The problem>
In the stretch of items below, from the line containing "Given the photograph above, the pointer locates the damaged" through the end of the items, substitute "dented front bumper" for "damaged front bumper" and write out only those lines, with everything else left unchanged.

** START **

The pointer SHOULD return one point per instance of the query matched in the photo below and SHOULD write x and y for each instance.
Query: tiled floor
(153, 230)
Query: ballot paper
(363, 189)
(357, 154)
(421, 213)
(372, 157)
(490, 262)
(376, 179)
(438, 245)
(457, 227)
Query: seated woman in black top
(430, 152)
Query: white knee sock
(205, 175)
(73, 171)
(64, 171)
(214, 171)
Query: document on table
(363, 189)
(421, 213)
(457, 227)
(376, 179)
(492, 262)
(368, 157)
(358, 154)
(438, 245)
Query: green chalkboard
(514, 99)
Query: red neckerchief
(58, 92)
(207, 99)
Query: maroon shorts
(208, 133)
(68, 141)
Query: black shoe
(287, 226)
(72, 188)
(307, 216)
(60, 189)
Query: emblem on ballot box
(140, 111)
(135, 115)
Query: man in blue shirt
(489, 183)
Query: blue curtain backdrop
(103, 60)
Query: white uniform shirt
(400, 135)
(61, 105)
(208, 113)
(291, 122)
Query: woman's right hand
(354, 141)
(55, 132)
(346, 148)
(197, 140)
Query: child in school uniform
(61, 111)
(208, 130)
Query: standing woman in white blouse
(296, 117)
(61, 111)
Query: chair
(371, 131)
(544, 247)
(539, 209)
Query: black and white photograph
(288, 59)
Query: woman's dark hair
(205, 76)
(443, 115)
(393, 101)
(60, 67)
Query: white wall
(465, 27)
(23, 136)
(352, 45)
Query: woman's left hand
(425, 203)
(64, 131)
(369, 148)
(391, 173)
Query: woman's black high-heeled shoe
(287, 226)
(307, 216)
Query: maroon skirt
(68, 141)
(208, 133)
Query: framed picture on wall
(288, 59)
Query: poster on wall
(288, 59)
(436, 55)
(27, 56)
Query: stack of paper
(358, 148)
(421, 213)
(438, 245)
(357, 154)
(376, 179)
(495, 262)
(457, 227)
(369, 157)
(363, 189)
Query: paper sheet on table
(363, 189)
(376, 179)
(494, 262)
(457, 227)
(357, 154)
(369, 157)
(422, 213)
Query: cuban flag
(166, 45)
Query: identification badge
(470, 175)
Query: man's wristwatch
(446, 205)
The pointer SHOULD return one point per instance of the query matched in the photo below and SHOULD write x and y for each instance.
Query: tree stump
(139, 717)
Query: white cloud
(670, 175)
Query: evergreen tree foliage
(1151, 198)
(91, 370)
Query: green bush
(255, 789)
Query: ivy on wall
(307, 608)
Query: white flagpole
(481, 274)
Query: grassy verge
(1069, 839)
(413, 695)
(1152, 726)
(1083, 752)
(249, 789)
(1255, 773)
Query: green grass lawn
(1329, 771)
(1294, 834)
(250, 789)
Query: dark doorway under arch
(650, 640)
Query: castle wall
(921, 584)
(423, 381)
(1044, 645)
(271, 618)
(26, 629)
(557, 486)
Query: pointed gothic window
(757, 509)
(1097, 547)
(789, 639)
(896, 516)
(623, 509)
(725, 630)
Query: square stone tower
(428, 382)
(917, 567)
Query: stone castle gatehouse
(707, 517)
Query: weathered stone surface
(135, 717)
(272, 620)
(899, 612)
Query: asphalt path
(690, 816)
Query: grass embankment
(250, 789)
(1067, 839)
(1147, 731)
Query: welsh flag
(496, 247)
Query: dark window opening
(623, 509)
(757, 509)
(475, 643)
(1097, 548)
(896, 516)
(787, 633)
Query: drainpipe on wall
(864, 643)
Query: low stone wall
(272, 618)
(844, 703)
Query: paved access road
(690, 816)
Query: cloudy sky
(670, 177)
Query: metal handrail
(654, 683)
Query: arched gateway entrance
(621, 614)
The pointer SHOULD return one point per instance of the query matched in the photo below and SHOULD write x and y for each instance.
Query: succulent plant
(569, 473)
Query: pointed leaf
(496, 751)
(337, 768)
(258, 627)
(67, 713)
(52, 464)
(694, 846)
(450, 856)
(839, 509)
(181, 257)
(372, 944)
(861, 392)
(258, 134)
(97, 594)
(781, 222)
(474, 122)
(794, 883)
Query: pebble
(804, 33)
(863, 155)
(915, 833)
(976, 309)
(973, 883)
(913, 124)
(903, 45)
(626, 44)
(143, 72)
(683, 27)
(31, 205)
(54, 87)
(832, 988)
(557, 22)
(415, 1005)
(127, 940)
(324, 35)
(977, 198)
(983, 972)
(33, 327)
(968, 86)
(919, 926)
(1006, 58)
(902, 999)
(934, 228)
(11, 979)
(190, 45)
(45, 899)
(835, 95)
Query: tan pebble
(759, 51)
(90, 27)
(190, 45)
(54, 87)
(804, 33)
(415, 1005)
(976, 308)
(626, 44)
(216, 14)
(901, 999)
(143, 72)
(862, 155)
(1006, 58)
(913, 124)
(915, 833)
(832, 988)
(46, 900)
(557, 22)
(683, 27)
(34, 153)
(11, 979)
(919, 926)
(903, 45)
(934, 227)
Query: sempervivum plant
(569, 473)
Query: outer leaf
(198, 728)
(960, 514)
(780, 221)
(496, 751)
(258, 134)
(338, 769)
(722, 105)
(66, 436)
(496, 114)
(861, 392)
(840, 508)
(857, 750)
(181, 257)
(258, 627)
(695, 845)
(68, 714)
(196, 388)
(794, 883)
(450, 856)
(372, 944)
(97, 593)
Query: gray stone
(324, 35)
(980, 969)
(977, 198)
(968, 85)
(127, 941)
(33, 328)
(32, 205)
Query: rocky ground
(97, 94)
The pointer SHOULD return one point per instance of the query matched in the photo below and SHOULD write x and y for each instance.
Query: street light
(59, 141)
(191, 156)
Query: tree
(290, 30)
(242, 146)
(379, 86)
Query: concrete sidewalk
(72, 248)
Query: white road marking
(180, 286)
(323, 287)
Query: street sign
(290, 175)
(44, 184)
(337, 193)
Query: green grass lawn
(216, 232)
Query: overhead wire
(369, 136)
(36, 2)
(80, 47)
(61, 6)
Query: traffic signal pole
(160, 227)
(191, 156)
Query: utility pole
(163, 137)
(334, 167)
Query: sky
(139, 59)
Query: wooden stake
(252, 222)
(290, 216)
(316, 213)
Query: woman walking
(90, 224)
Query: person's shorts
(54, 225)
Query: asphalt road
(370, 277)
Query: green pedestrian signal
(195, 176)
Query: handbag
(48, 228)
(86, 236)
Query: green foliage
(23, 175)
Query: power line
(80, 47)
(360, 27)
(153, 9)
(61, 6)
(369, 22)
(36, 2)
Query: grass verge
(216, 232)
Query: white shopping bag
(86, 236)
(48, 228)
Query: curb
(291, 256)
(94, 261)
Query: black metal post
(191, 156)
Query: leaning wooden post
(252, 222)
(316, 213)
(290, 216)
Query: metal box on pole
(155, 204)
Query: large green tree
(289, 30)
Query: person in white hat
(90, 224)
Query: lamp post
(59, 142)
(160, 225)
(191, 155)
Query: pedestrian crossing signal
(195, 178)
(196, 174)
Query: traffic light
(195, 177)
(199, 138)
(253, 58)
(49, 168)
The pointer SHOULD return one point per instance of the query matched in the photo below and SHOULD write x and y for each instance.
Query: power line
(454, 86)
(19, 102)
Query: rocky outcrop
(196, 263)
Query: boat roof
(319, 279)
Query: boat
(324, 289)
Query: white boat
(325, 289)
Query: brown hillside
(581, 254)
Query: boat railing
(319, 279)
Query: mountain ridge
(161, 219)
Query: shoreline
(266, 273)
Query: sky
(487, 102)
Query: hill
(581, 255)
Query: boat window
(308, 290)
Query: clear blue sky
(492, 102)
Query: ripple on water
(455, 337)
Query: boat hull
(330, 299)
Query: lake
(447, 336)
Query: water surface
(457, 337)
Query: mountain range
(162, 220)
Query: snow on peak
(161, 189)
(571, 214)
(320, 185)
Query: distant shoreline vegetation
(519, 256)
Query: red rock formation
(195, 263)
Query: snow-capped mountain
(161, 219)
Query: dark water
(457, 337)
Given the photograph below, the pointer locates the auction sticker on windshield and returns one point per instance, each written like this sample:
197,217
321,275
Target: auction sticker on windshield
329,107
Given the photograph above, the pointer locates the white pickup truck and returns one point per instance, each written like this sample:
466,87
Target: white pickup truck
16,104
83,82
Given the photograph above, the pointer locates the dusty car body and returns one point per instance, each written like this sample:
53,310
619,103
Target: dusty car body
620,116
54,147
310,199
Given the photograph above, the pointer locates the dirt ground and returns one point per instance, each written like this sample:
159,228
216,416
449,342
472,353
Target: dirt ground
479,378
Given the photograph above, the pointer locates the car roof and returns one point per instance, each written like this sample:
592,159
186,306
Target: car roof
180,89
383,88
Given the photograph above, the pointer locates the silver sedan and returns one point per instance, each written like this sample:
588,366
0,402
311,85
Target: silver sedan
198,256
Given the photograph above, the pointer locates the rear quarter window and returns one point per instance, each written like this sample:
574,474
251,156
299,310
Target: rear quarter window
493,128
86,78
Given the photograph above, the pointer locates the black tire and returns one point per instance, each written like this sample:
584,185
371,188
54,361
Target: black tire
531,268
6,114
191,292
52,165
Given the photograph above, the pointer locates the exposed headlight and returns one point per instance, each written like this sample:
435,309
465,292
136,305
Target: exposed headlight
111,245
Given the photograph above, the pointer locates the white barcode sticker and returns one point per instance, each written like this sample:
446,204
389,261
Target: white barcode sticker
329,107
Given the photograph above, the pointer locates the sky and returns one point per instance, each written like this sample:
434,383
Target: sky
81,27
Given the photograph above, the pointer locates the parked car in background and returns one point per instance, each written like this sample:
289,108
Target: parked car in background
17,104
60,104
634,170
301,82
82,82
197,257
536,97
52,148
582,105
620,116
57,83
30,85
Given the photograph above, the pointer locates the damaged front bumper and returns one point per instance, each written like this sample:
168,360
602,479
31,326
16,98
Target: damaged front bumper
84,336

** END **

Output for this task>
Given the photograph above, the pointer locates the dented front bumper and returns one point per instance, each written like this sample:
168,360
602,479
31,326
16,98
Target: dented front bumper
84,336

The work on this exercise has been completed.